-- START Material for the task --

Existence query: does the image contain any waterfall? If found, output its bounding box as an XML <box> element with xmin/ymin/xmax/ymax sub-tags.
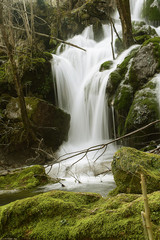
<box><xmin>46</xmin><ymin>0</ymin><xmax>143</xmax><ymax>193</ymax></box>
<box><xmin>130</xmin><ymin>0</ymin><xmax>145</xmax><ymax>21</ymax></box>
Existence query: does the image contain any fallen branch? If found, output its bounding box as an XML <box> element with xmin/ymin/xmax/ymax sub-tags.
<box><xmin>53</xmin><ymin>120</ymin><xmax>160</xmax><ymax>163</ymax></box>
<box><xmin>43</xmin><ymin>120</ymin><xmax>160</xmax><ymax>172</ymax></box>
<box><xmin>5</xmin><ymin>24</ymin><xmax>86</xmax><ymax>52</ymax></box>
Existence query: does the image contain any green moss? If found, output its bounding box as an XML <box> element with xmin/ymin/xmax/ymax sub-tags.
<box><xmin>112</xmin><ymin>147</ymin><xmax>160</xmax><ymax>193</ymax></box>
<box><xmin>106</xmin><ymin>70</ymin><xmax>122</xmax><ymax>103</ymax></box>
<box><xmin>0</xmin><ymin>191</ymin><xmax>160</xmax><ymax>240</ymax></box>
<box><xmin>123</xmin><ymin>81</ymin><xmax>159</xmax><ymax>135</ymax></box>
<box><xmin>114</xmin><ymin>85</ymin><xmax>133</xmax><ymax>114</ymax></box>
<box><xmin>118</xmin><ymin>48</ymin><xmax>138</xmax><ymax>76</ymax></box>
<box><xmin>0</xmin><ymin>165</ymin><xmax>52</xmax><ymax>189</ymax></box>
<box><xmin>99</xmin><ymin>61</ymin><xmax>113</xmax><ymax>72</ymax></box>
<box><xmin>115</xmin><ymin>38</ymin><xmax>125</xmax><ymax>54</ymax></box>
<box><xmin>134</xmin><ymin>35</ymin><xmax>151</xmax><ymax>44</ymax></box>
<box><xmin>142</xmin><ymin>0</ymin><xmax>160</xmax><ymax>22</ymax></box>
<box><xmin>0</xmin><ymin>64</ymin><xmax>6</xmax><ymax>82</ymax></box>
<box><xmin>143</xmin><ymin>37</ymin><xmax>160</xmax><ymax>70</ymax></box>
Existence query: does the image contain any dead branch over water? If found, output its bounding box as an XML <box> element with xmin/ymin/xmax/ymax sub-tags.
<box><xmin>44</xmin><ymin>120</ymin><xmax>160</xmax><ymax>172</ymax></box>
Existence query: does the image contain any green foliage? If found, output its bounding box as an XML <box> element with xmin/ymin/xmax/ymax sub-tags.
<box><xmin>142</xmin><ymin>0</ymin><xmax>160</xmax><ymax>21</ymax></box>
<box><xmin>143</xmin><ymin>37</ymin><xmax>160</xmax><ymax>70</ymax></box>
<box><xmin>0</xmin><ymin>191</ymin><xmax>160</xmax><ymax>240</ymax></box>
<box><xmin>0</xmin><ymin>165</ymin><xmax>52</xmax><ymax>189</ymax></box>
<box><xmin>0</xmin><ymin>64</ymin><xmax>6</xmax><ymax>82</ymax></box>
<box><xmin>112</xmin><ymin>147</ymin><xmax>160</xmax><ymax>193</ymax></box>
<box><xmin>123</xmin><ymin>81</ymin><xmax>159</xmax><ymax>133</ymax></box>
<box><xmin>37</xmin><ymin>0</ymin><xmax>46</xmax><ymax>9</ymax></box>
<box><xmin>99</xmin><ymin>61</ymin><xmax>113</xmax><ymax>72</ymax></box>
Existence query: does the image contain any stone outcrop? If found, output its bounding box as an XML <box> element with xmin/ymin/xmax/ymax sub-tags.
<box><xmin>106</xmin><ymin>37</ymin><xmax>160</xmax><ymax>148</ymax></box>
<box><xmin>6</xmin><ymin>97</ymin><xmax>70</xmax><ymax>150</ymax></box>
<box><xmin>112</xmin><ymin>147</ymin><xmax>160</xmax><ymax>193</ymax></box>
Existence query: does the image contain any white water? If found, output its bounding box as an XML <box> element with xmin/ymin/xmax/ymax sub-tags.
<box><xmin>47</xmin><ymin>0</ymin><xmax>146</xmax><ymax>195</ymax></box>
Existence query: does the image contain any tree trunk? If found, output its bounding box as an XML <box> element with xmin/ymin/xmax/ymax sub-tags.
<box><xmin>0</xmin><ymin>0</ymin><xmax>31</xmax><ymax>133</ymax></box>
<box><xmin>116</xmin><ymin>0</ymin><xmax>134</xmax><ymax>48</ymax></box>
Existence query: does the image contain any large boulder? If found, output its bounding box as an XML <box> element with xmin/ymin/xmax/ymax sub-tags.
<box><xmin>0</xmin><ymin>191</ymin><xmax>160</xmax><ymax>240</ymax></box>
<box><xmin>112</xmin><ymin>147</ymin><xmax>160</xmax><ymax>193</ymax></box>
<box><xmin>106</xmin><ymin>37</ymin><xmax>160</xmax><ymax>148</ymax></box>
<box><xmin>142</xmin><ymin>0</ymin><xmax>160</xmax><ymax>27</ymax></box>
<box><xmin>6</xmin><ymin>97</ymin><xmax>70</xmax><ymax>150</ymax></box>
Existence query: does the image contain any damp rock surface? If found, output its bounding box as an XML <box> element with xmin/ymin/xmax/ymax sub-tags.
<box><xmin>0</xmin><ymin>191</ymin><xmax>160</xmax><ymax>240</ymax></box>
<box><xmin>112</xmin><ymin>147</ymin><xmax>160</xmax><ymax>194</ymax></box>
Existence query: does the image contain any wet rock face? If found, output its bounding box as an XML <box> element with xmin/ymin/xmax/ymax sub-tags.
<box><xmin>112</xmin><ymin>147</ymin><xmax>160</xmax><ymax>193</ymax></box>
<box><xmin>6</xmin><ymin>97</ymin><xmax>70</xmax><ymax>149</ymax></box>
<box><xmin>132</xmin><ymin>43</ymin><xmax>158</xmax><ymax>82</ymax></box>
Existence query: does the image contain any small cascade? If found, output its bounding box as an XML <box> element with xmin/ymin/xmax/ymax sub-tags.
<box><xmin>153</xmin><ymin>73</ymin><xmax>160</xmax><ymax>109</ymax></box>
<box><xmin>51</xmin><ymin>25</ymin><xmax>139</xmax><ymax>186</ymax></box>
<box><xmin>47</xmin><ymin>0</ymin><xmax>146</xmax><ymax>191</ymax></box>
<box><xmin>130</xmin><ymin>0</ymin><xmax>145</xmax><ymax>21</ymax></box>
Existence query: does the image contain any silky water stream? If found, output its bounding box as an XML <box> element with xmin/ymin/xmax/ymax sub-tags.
<box><xmin>0</xmin><ymin>0</ymin><xmax>160</xmax><ymax>204</ymax></box>
<box><xmin>42</xmin><ymin>25</ymin><xmax>140</xmax><ymax>196</ymax></box>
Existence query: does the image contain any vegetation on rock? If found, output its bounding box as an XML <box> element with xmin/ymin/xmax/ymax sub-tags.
<box><xmin>0</xmin><ymin>191</ymin><xmax>160</xmax><ymax>240</ymax></box>
<box><xmin>112</xmin><ymin>147</ymin><xmax>160</xmax><ymax>194</ymax></box>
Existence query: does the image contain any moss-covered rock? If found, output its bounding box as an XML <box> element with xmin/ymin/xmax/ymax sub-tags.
<box><xmin>142</xmin><ymin>0</ymin><xmax>160</xmax><ymax>26</ymax></box>
<box><xmin>0</xmin><ymin>191</ymin><xmax>160</xmax><ymax>240</ymax></box>
<box><xmin>123</xmin><ymin>80</ymin><xmax>159</xmax><ymax>143</ymax></box>
<box><xmin>132</xmin><ymin>21</ymin><xmax>157</xmax><ymax>44</ymax></box>
<box><xmin>6</xmin><ymin>97</ymin><xmax>70</xmax><ymax>149</ymax></box>
<box><xmin>129</xmin><ymin>41</ymin><xmax>159</xmax><ymax>92</ymax></box>
<box><xmin>99</xmin><ymin>61</ymin><xmax>113</xmax><ymax>72</ymax></box>
<box><xmin>0</xmin><ymin>165</ymin><xmax>54</xmax><ymax>190</ymax></box>
<box><xmin>112</xmin><ymin>147</ymin><xmax>160</xmax><ymax>193</ymax></box>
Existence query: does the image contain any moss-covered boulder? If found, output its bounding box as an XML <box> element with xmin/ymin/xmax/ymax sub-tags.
<box><xmin>112</xmin><ymin>147</ymin><xmax>160</xmax><ymax>193</ymax></box>
<box><xmin>106</xmin><ymin>37</ymin><xmax>160</xmax><ymax>144</ymax></box>
<box><xmin>0</xmin><ymin>191</ymin><xmax>160</xmax><ymax>240</ymax></box>
<box><xmin>129</xmin><ymin>41</ymin><xmax>160</xmax><ymax>91</ymax></box>
<box><xmin>123</xmin><ymin>79</ymin><xmax>159</xmax><ymax>139</ymax></box>
<box><xmin>0</xmin><ymin>165</ymin><xmax>54</xmax><ymax>190</ymax></box>
<box><xmin>142</xmin><ymin>0</ymin><xmax>160</xmax><ymax>26</ymax></box>
<box><xmin>99</xmin><ymin>61</ymin><xmax>113</xmax><ymax>72</ymax></box>
<box><xmin>6</xmin><ymin>97</ymin><xmax>70</xmax><ymax>150</ymax></box>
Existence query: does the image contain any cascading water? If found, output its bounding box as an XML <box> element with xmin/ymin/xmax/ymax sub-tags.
<box><xmin>43</xmin><ymin>0</ymin><xmax>149</xmax><ymax>193</ymax></box>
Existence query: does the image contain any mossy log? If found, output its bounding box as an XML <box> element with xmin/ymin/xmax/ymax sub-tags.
<box><xmin>112</xmin><ymin>147</ymin><xmax>160</xmax><ymax>194</ymax></box>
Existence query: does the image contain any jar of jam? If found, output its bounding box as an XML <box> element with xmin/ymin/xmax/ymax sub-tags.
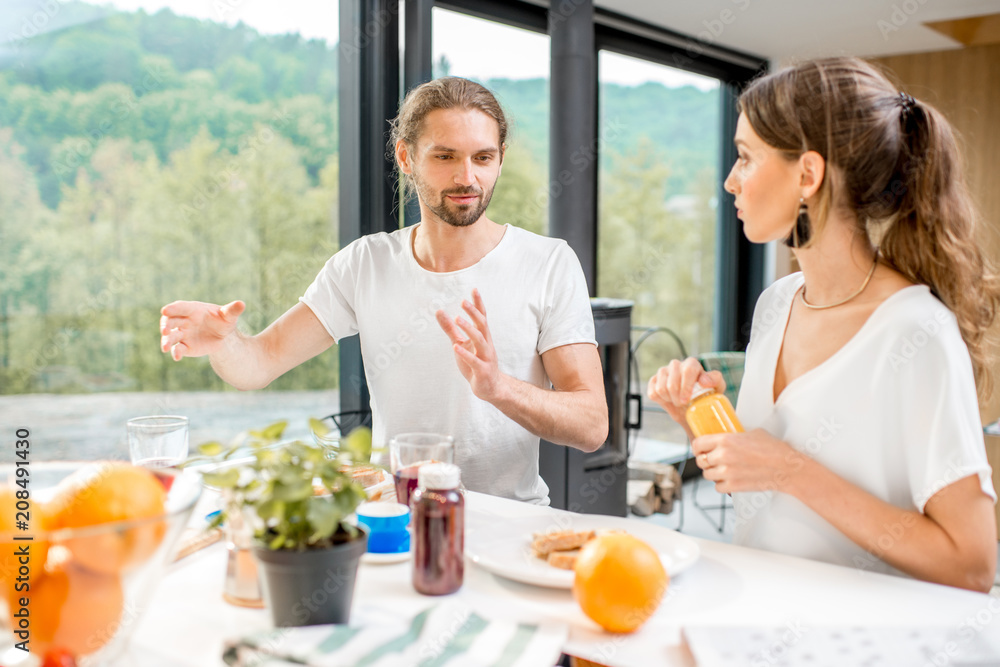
<box><xmin>410</xmin><ymin>463</ymin><xmax>465</xmax><ymax>595</ymax></box>
<box><xmin>684</xmin><ymin>382</ymin><xmax>743</xmax><ymax>438</ymax></box>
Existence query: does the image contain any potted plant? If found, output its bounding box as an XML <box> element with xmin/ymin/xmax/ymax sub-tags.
<box><xmin>198</xmin><ymin>422</ymin><xmax>367</xmax><ymax>627</ymax></box>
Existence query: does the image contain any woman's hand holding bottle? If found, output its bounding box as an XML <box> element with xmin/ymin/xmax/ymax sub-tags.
<box><xmin>647</xmin><ymin>357</ymin><xmax>726</xmax><ymax>440</ymax></box>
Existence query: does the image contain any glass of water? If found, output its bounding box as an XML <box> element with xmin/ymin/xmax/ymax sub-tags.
<box><xmin>126</xmin><ymin>415</ymin><xmax>188</xmax><ymax>468</ymax></box>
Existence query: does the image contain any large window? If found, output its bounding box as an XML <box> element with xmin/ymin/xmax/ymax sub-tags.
<box><xmin>0</xmin><ymin>0</ymin><xmax>338</xmax><ymax>459</ymax></box>
<box><xmin>597</xmin><ymin>50</ymin><xmax>721</xmax><ymax>444</ymax></box>
<box><xmin>433</xmin><ymin>8</ymin><xmax>549</xmax><ymax>234</ymax></box>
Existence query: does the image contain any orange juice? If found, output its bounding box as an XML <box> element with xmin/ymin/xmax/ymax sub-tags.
<box><xmin>685</xmin><ymin>383</ymin><xmax>743</xmax><ymax>438</ymax></box>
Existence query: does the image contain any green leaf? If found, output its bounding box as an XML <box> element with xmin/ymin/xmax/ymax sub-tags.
<box><xmin>198</xmin><ymin>440</ymin><xmax>225</xmax><ymax>457</ymax></box>
<box><xmin>309</xmin><ymin>417</ymin><xmax>333</xmax><ymax>437</ymax></box>
<box><xmin>201</xmin><ymin>468</ymin><xmax>240</xmax><ymax>489</ymax></box>
<box><xmin>306</xmin><ymin>497</ymin><xmax>344</xmax><ymax>542</ymax></box>
<box><xmin>263</xmin><ymin>419</ymin><xmax>288</xmax><ymax>442</ymax></box>
<box><xmin>271</xmin><ymin>478</ymin><xmax>313</xmax><ymax>503</ymax></box>
<box><xmin>256</xmin><ymin>498</ymin><xmax>285</xmax><ymax>523</ymax></box>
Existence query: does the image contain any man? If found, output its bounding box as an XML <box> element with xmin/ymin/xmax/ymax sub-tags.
<box><xmin>160</xmin><ymin>77</ymin><xmax>608</xmax><ymax>504</ymax></box>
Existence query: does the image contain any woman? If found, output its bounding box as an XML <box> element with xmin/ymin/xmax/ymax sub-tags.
<box><xmin>648</xmin><ymin>58</ymin><xmax>1000</xmax><ymax>591</ymax></box>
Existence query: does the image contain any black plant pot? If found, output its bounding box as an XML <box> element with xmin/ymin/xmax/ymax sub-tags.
<box><xmin>253</xmin><ymin>527</ymin><xmax>368</xmax><ymax>627</ymax></box>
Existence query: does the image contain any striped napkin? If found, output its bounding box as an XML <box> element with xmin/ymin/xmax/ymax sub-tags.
<box><xmin>223</xmin><ymin>601</ymin><xmax>568</xmax><ymax>667</ymax></box>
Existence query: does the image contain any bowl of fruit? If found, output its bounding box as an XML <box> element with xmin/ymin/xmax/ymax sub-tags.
<box><xmin>0</xmin><ymin>461</ymin><xmax>202</xmax><ymax>667</ymax></box>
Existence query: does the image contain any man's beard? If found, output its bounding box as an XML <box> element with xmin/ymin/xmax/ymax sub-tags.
<box><xmin>411</xmin><ymin>174</ymin><xmax>496</xmax><ymax>227</ymax></box>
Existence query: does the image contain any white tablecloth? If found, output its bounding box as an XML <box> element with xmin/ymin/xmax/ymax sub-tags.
<box><xmin>116</xmin><ymin>493</ymin><xmax>1000</xmax><ymax>667</ymax></box>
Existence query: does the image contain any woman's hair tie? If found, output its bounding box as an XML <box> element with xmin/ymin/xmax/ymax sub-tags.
<box><xmin>899</xmin><ymin>93</ymin><xmax>917</xmax><ymax>114</ymax></box>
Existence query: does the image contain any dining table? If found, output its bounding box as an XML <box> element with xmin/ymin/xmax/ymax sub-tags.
<box><xmin>114</xmin><ymin>491</ymin><xmax>1000</xmax><ymax>667</ymax></box>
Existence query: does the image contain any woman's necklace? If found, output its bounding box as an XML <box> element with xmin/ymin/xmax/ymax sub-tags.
<box><xmin>799</xmin><ymin>251</ymin><xmax>878</xmax><ymax>310</ymax></box>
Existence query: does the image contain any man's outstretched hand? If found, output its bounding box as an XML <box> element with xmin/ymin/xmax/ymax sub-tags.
<box><xmin>437</xmin><ymin>289</ymin><xmax>503</xmax><ymax>402</ymax></box>
<box><xmin>160</xmin><ymin>301</ymin><xmax>246</xmax><ymax>361</ymax></box>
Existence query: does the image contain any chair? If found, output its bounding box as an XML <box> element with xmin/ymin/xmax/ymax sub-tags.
<box><xmin>688</xmin><ymin>352</ymin><xmax>746</xmax><ymax>533</ymax></box>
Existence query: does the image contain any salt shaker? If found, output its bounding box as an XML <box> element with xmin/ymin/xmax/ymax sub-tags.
<box><xmin>411</xmin><ymin>463</ymin><xmax>465</xmax><ymax>595</ymax></box>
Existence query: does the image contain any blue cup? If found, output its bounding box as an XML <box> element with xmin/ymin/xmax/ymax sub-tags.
<box><xmin>357</xmin><ymin>502</ymin><xmax>410</xmax><ymax>554</ymax></box>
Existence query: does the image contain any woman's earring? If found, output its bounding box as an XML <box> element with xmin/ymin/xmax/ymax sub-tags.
<box><xmin>785</xmin><ymin>197</ymin><xmax>812</xmax><ymax>248</ymax></box>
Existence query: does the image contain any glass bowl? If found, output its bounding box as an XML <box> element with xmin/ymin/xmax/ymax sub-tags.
<box><xmin>0</xmin><ymin>462</ymin><xmax>202</xmax><ymax>667</ymax></box>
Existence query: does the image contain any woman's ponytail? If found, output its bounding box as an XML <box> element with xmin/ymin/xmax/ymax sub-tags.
<box><xmin>879</xmin><ymin>96</ymin><xmax>1000</xmax><ymax>397</ymax></box>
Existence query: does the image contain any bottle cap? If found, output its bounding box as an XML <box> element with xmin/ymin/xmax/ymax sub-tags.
<box><xmin>417</xmin><ymin>463</ymin><xmax>461</xmax><ymax>489</ymax></box>
<box><xmin>688</xmin><ymin>382</ymin><xmax>715</xmax><ymax>403</ymax></box>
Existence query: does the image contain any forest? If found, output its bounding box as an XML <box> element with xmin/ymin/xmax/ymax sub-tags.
<box><xmin>0</xmin><ymin>2</ymin><xmax>720</xmax><ymax>394</ymax></box>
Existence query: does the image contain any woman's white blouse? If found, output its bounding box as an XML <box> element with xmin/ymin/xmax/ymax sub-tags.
<box><xmin>733</xmin><ymin>273</ymin><xmax>996</xmax><ymax>574</ymax></box>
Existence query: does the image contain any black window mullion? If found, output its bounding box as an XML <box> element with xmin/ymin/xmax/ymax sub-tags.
<box><xmin>337</xmin><ymin>0</ymin><xmax>400</xmax><ymax>422</ymax></box>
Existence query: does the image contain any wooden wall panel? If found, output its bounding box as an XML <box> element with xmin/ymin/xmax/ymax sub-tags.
<box><xmin>873</xmin><ymin>44</ymin><xmax>1000</xmax><ymax>423</ymax></box>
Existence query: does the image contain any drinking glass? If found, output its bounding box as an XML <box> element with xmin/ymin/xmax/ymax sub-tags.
<box><xmin>126</xmin><ymin>415</ymin><xmax>188</xmax><ymax>468</ymax></box>
<box><xmin>389</xmin><ymin>433</ymin><xmax>455</xmax><ymax>506</ymax></box>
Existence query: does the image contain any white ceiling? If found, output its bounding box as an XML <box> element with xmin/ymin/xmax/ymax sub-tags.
<box><xmin>595</xmin><ymin>0</ymin><xmax>1000</xmax><ymax>62</ymax></box>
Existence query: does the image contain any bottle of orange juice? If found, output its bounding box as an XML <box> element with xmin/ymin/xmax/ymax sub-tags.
<box><xmin>685</xmin><ymin>382</ymin><xmax>743</xmax><ymax>438</ymax></box>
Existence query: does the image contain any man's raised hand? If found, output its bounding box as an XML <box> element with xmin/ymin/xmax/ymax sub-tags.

-- END Material for the task --

Your instructions:
Return every line of the listing above that contains the string "bowl", and treat case as significant when matching.

Solution to this task:
Existence query: does the image contain any bowl of fruit? If found, output its bounding box as an XML <box> element with xmin/ymin/xmax/ymax sub-tags.
Existence query: does the image contain any glass bowl? If found, output its bounding box as an XML <box> element with xmin/ymin/xmax/ymax sub-tags.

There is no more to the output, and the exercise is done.